GIVEN INSTRUCTION A - In the records below, rewrite every line from the one containing "for the baking" through the end of the records, both ends included, offsetting each bounding box coordinate by 103 while leaving the requests as they are. Omit the pictures from your answer.

PAGE -
__________________________________________________

CfP: Panel on Early Videogames (@ Southwest/Texas PCA/ACA Conference ’15)

1973, was a landmark year in the history of videogames. Although PONG was released in 1972, Atari was not able to manufacture much more than about 400 units before the end of the year; by the end of 1973, there were an estimated 10,000 PONG machines and another 40,000 clones on the market. 1973 also saw the release of 101 BASIC Computer Games, which showcased the vibrant field of computer games made possible through flexible programming languages like BASIC and FOCAL and the distribution of thousands of minicomputers to schools and colleges across the country.

__________________________________________________

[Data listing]

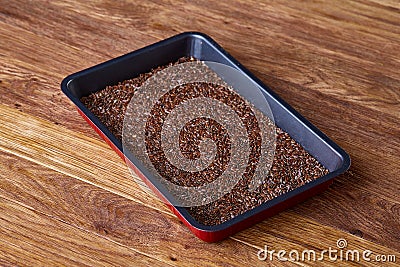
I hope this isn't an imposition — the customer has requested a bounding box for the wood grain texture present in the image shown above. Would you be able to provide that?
[0,0,400,266]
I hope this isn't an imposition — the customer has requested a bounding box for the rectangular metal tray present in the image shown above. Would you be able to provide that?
[61,32,350,242]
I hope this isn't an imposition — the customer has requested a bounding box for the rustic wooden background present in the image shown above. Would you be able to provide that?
[0,0,400,266]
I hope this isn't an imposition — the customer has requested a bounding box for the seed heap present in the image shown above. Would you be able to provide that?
[81,58,329,225]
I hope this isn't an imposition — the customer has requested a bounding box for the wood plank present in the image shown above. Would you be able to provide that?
[0,197,165,266]
[0,143,276,266]
[0,146,400,266]
[0,0,400,266]
[0,99,398,260]
[0,78,399,253]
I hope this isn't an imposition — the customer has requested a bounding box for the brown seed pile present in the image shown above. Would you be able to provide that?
[81,58,329,225]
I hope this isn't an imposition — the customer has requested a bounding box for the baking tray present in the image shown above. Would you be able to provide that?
[61,32,350,242]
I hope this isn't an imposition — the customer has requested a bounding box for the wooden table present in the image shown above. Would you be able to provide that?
[0,0,400,266]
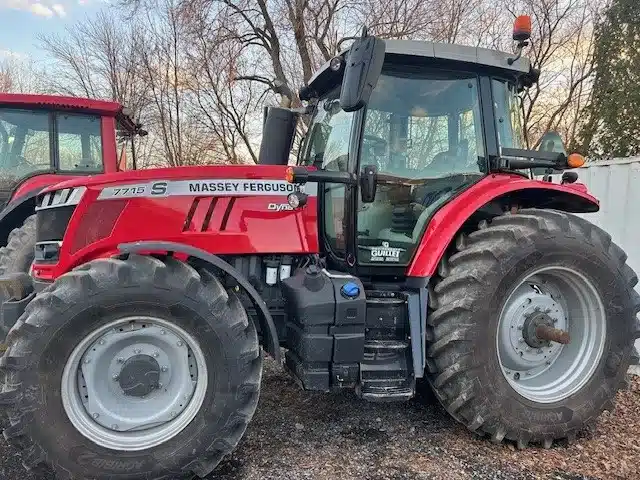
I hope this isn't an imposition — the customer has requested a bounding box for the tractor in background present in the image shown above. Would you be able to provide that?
[0,17,640,480]
[0,93,146,333]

__________________________________________________

GIVEN INSTRUCTION B - Extend the call for papers on early videogames, beginning immediately after its final sentence.

EXPECTED ANSWER A -
I hope this isn't an imposition — the customer has requested a bounding box for the baking tray present in the image shown above. Would you be able to provide that?
[164,135,453,345]
I hope this isn't an imposition — the customer has requested a bounding box for the wooden table present in the image shown above. Would you be able to provide that?
[103,103,503,369]
I hope this isn't an imposition — the customer has requested a bounding box for the tractor in background present in the image shown above. Would you be able to provide that?
[103,120,743,583]
[103,196,249,436]

EXPECTED ANSWER B -
Conference: Southwest/Texas PCA/ACA Conference, Albuquerque, NM February 11-14, 2015

Deadline: October 26

 

However, outside of the major titles mentioned above, very little is known about the games produced during this period. What makes research more difficult is very little documentation survives, particularly game source code, which was usually destroyed by unsympathetic administrators or lost or forgotten over the years. Many games only exist today in accounts from people who designed or programmed them at the time, or in scant published papers. As a result, the period preceding 1973 can be considered the Dark Ages of Videogames.

 

The purpose of this call to papers is to help document these early games before more information is lost for good. I am looking for papers on any early videogames produced in 1973 or earlier. I seek to establish a panel on early videogames at upcoming academic conferences, starting with the Southwest/Texas PCA/ACA conference to be held in Albuquerque in February 11-14, 2015. The hope is that as a result of this panel, key themes in early videogames can be discovered and eventually an edited book of essays can be collected similar to Mark Wolf’s Before the Crash.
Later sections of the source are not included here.